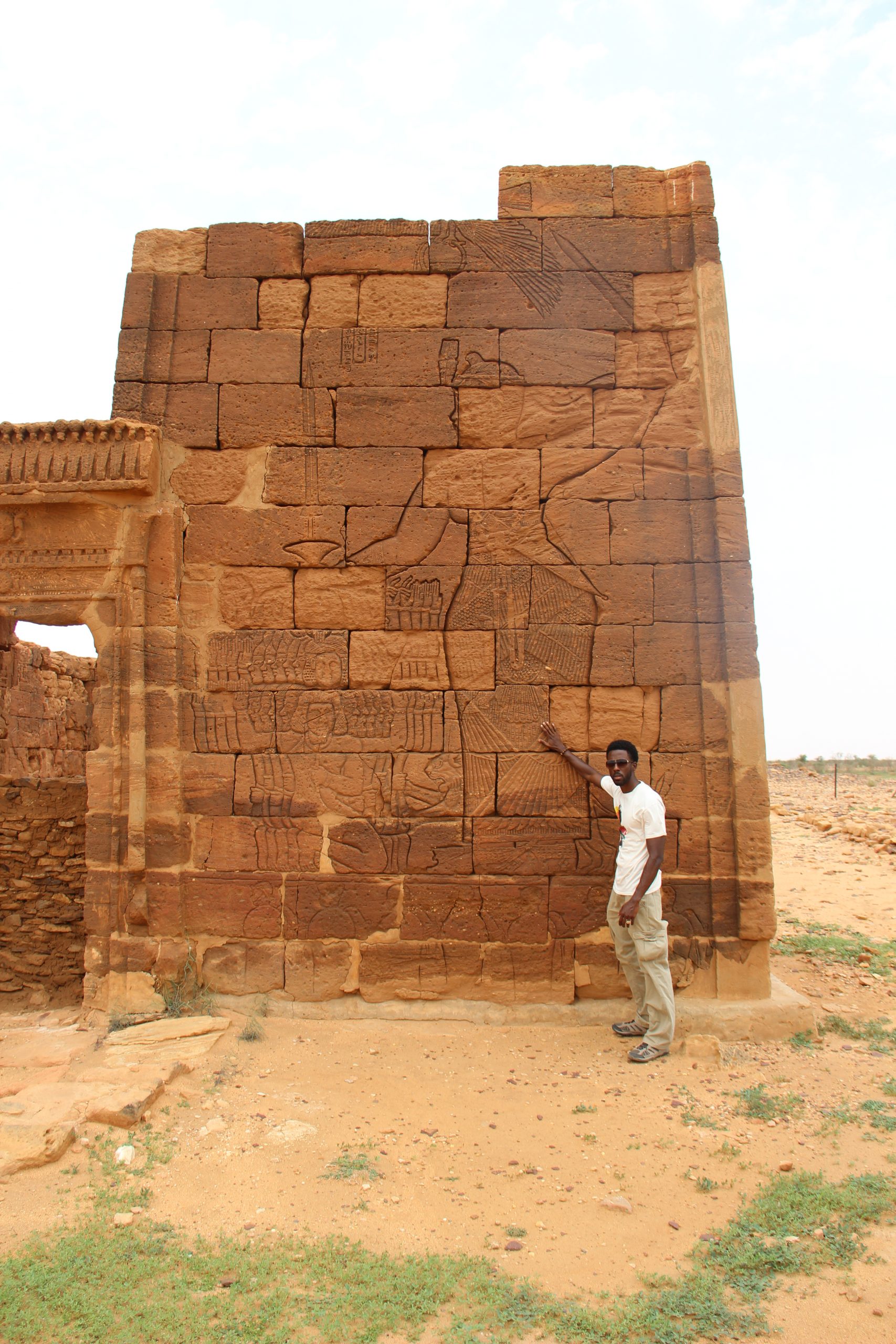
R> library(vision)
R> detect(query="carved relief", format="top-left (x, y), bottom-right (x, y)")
top-left (183, 691), bottom-right (274, 751)
top-left (277, 691), bottom-right (442, 751)
top-left (234, 751), bottom-right (392, 817)
top-left (446, 564), bottom-right (531, 631)
top-left (207, 631), bottom-right (348, 691)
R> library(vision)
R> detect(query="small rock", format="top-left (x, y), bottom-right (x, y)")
top-left (599, 1186), bottom-right (634, 1214)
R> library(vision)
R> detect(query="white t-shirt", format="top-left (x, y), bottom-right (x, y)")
top-left (600, 774), bottom-right (666, 897)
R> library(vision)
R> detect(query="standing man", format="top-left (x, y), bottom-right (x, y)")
top-left (541, 722), bottom-right (676, 1065)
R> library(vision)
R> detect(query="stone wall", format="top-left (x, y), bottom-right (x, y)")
top-left (0, 643), bottom-right (94, 993)
top-left (0, 164), bottom-right (774, 1004)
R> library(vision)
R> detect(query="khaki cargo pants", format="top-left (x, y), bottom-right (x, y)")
top-left (607, 891), bottom-right (676, 1049)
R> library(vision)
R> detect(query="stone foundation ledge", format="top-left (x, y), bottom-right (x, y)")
top-left (216, 976), bottom-right (815, 1042)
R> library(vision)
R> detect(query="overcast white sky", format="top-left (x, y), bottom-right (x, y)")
top-left (0, 0), bottom-right (896, 757)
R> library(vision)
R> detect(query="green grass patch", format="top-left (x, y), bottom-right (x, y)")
top-left (321, 1145), bottom-right (383, 1180)
top-left (735, 1083), bottom-right (803, 1119)
top-left (818, 1013), bottom-right (896, 1055)
top-left (774, 922), bottom-right (896, 976)
top-left (0, 1172), bottom-right (896, 1344)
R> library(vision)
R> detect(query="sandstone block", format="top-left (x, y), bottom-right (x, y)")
top-left (258, 279), bottom-right (309, 328)
top-left (654, 561), bottom-right (754, 624)
top-left (360, 276), bottom-right (447, 328)
top-left (544, 219), bottom-right (693, 274)
top-left (548, 874), bottom-right (615, 941)
top-left (184, 504), bottom-right (345, 569)
top-left (588, 686), bottom-right (660, 751)
top-left (218, 566), bottom-right (293, 631)
top-left (544, 499), bottom-right (610, 564)
top-left (302, 327), bottom-right (498, 387)
top-left (207, 631), bottom-right (348, 691)
top-left (340, 387), bottom-right (459, 447)
top-left (111, 383), bottom-right (218, 447)
top-left (584, 564), bottom-right (654, 625)
top-left (202, 942), bottom-right (283, 994)
top-left (220, 383), bottom-right (333, 447)
top-left (349, 631), bottom-right (494, 691)
top-left (594, 387), bottom-right (665, 447)
top-left (497, 751), bottom-right (588, 817)
top-left (233, 753), bottom-right (392, 817)
top-left (115, 327), bottom-right (208, 383)
top-left (305, 219), bottom-right (430, 276)
top-left (175, 276), bottom-right (258, 331)
top-left (308, 276), bottom-right (361, 327)
top-left (615, 331), bottom-right (676, 387)
top-left (469, 509), bottom-right (567, 564)
top-left (541, 447), bottom-right (644, 500)
top-left (132, 228), bottom-right (208, 276)
top-left (171, 452), bottom-right (248, 504)
top-left (183, 755), bottom-right (234, 816)
top-left (548, 686), bottom-right (591, 751)
top-left (500, 331), bottom-right (615, 387)
top-left (423, 447), bottom-right (540, 508)
top-left (180, 872), bottom-right (282, 939)
top-left (194, 817), bottom-right (322, 872)
top-left (613, 165), bottom-right (666, 219)
top-left (296, 566), bottom-right (385, 631)
top-left (346, 507), bottom-right (468, 567)
top-left (496, 625), bottom-right (596, 686)
top-left (283, 875), bottom-right (400, 939)
top-left (633, 273), bottom-right (697, 331)
top-left (589, 625), bottom-right (637, 687)
top-left (498, 164), bottom-right (613, 219)
top-left (458, 387), bottom-right (591, 447)
top-left (402, 876), bottom-right (548, 943)
top-left (430, 219), bottom-right (541, 273)
top-left (285, 941), bottom-right (352, 1003)
top-left (206, 223), bottom-right (302, 277)
top-left (208, 331), bottom-right (302, 383)
top-left (359, 941), bottom-right (482, 1003)
top-left (447, 270), bottom-right (633, 332)
top-left (482, 938), bottom-right (575, 1004)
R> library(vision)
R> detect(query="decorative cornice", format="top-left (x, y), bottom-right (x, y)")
top-left (0, 419), bottom-right (159, 499)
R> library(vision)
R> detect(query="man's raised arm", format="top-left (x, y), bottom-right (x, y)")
top-left (540, 719), bottom-right (600, 785)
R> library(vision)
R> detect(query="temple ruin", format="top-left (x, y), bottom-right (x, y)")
top-left (0, 163), bottom-right (774, 1012)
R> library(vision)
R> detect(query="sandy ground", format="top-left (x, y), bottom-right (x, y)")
top-left (0, 780), bottom-right (896, 1344)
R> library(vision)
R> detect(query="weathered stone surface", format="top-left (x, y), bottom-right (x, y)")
top-left (305, 219), bottom-right (430, 276)
top-left (219, 387), bottom-right (333, 447)
top-left (360, 276), bottom-right (447, 328)
top-left (294, 564), bottom-right (385, 631)
top-left (184, 504), bottom-right (345, 569)
top-left (308, 276), bottom-right (360, 327)
top-left (283, 876), bottom-right (400, 939)
top-left (208, 331), bottom-right (302, 383)
top-left (498, 164), bottom-right (613, 219)
top-left (218, 566), bottom-right (292, 631)
top-left (206, 225), bottom-right (302, 277)
top-left (302, 327), bottom-right (498, 388)
top-left (500, 331), bottom-right (615, 387)
top-left (334, 387), bottom-right (457, 447)
top-left (447, 270), bottom-right (633, 332)
top-left (423, 447), bottom-right (541, 509)
top-left (132, 228), bottom-right (208, 276)
top-left (258, 279), bottom-right (309, 331)
top-left (458, 387), bottom-right (593, 447)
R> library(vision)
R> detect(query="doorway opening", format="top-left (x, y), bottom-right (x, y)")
top-left (0, 621), bottom-right (97, 1010)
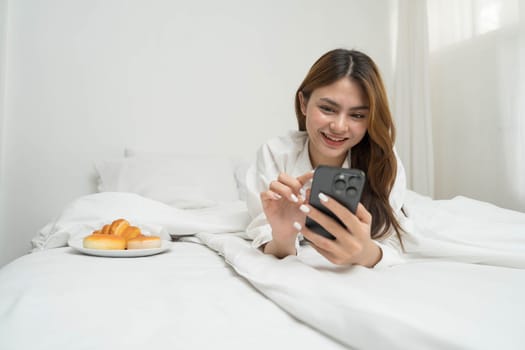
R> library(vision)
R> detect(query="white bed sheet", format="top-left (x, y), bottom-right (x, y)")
top-left (0, 242), bottom-right (342, 350)
top-left (0, 192), bottom-right (525, 349)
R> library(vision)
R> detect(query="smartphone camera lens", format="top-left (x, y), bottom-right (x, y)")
top-left (346, 186), bottom-right (357, 197)
top-left (334, 179), bottom-right (346, 192)
top-left (348, 176), bottom-right (361, 187)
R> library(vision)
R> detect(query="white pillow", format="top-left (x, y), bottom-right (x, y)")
top-left (95, 154), bottom-right (239, 209)
top-left (124, 148), bottom-right (251, 201)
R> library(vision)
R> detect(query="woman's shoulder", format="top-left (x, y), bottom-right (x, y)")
top-left (262, 130), bottom-right (308, 154)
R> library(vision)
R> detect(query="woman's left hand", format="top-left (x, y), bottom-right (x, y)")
top-left (301, 196), bottom-right (382, 267)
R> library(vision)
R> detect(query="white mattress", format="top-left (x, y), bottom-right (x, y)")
top-left (0, 242), bottom-right (342, 350)
top-left (0, 193), bottom-right (525, 350)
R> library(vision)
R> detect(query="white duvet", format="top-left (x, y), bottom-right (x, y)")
top-left (6, 192), bottom-right (525, 349)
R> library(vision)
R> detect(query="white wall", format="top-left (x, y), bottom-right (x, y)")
top-left (0, 0), bottom-right (392, 265)
top-left (0, 0), bottom-right (10, 266)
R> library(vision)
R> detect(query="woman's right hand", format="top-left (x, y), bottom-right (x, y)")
top-left (261, 171), bottom-right (314, 257)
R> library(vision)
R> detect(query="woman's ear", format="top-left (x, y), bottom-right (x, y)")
top-left (299, 91), bottom-right (308, 117)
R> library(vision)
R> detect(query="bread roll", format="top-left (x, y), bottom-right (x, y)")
top-left (127, 236), bottom-right (161, 249)
top-left (83, 233), bottom-right (126, 250)
top-left (122, 226), bottom-right (142, 239)
top-left (101, 224), bottom-right (111, 235)
top-left (109, 219), bottom-right (129, 236)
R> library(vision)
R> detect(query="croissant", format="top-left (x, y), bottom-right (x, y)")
top-left (82, 218), bottom-right (161, 250)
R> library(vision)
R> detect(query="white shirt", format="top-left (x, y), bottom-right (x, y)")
top-left (246, 131), bottom-right (406, 268)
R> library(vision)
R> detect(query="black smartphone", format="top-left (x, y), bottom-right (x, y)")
top-left (306, 165), bottom-right (366, 239)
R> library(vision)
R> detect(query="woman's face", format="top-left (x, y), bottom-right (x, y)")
top-left (299, 77), bottom-right (369, 168)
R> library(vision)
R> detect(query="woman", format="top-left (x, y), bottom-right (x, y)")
top-left (247, 49), bottom-right (405, 267)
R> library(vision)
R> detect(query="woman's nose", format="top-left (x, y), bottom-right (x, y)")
top-left (330, 114), bottom-right (346, 131)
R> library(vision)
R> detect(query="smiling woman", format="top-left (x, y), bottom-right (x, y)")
top-left (243, 49), bottom-right (406, 267)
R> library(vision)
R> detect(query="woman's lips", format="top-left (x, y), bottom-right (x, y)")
top-left (321, 131), bottom-right (348, 147)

---------------

TASK OBJECTIVE ▸ Render the listing from its beginning through the line that contains "top-left (0, 0), bottom-right (896, 757)", inclusive, as a Markdown table with the columns No. and Line, one numbered row per line and no blank lines. Leave the pictures out of the table.

THE SOLUTION ▸
| No. | Line |
|---|---|
| 1 | R> library(vision) |
| 2 | R> detect(query="carved relief", format="top-left (x, y), bottom-right (x, y)") |
| 3 | top-left (183, 691), bottom-right (274, 751) |
| 4 | top-left (277, 691), bottom-right (442, 751) |
| 5 | top-left (234, 751), bottom-right (392, 817) |
| 6 | top-left (446, 564), bottom-right (531, 631) |
| 7 | top-left (207, 631), bottom-right (348, 691) |
| 8 | R> library(vision) |
| 9 | R> detect(query="small rock", format="top-left (x, y), bottom-right (x, y)") |
| 10 | top-left (599, 1186), bottom-right (634, 1214) |
| 11 | R> library(vision) |
| 12 | R> detect(query="white t-shirt", format="top-left (x, y), bottom-right (x, y)") |
| 13 | top-left (600, 774), bottom-right (666, 897) |
| 14 | R> library(vision) |
| 15 | R> detect(query="standing man", format="top-left (x, y), bottom-right (x, y)") |
| 16 | top-left (541, 722), bottom-right (676, 1065) |
| 17 | R> library(vision) |
| 18 | R> detect(query="stone wall", format="top-left (x, y), bottom-right (x, y)") |
| 19 | top-left (0, 643), bottom-right (94, 993) |
| 20 | top-left (0, 164), bottom-right (774, 1004) |
| 21 | R> library(vision) |
| 22 | R> detect(query="khaki cargo pants", format="top-left (x, y), bottom-right (x, y)") |
| 23 | top-left (607, 891), bottom-right (676, 1049) |
| 24 | R> library(vision) |
| 25 | R> detect(query="stone foundation ledge", format="top-left (x, y), bottom-right (x, y)") |
| 26 | top-left (216, 976), bottom-right (815, 1042) |
| 27 | R> library(vision) |
| 28 | R> detect(query="overcast white sky", format="top-left (x, y), bottom-right (x, y)") |
| 29 | top-left (0, 0), bottom-right (896, 757) |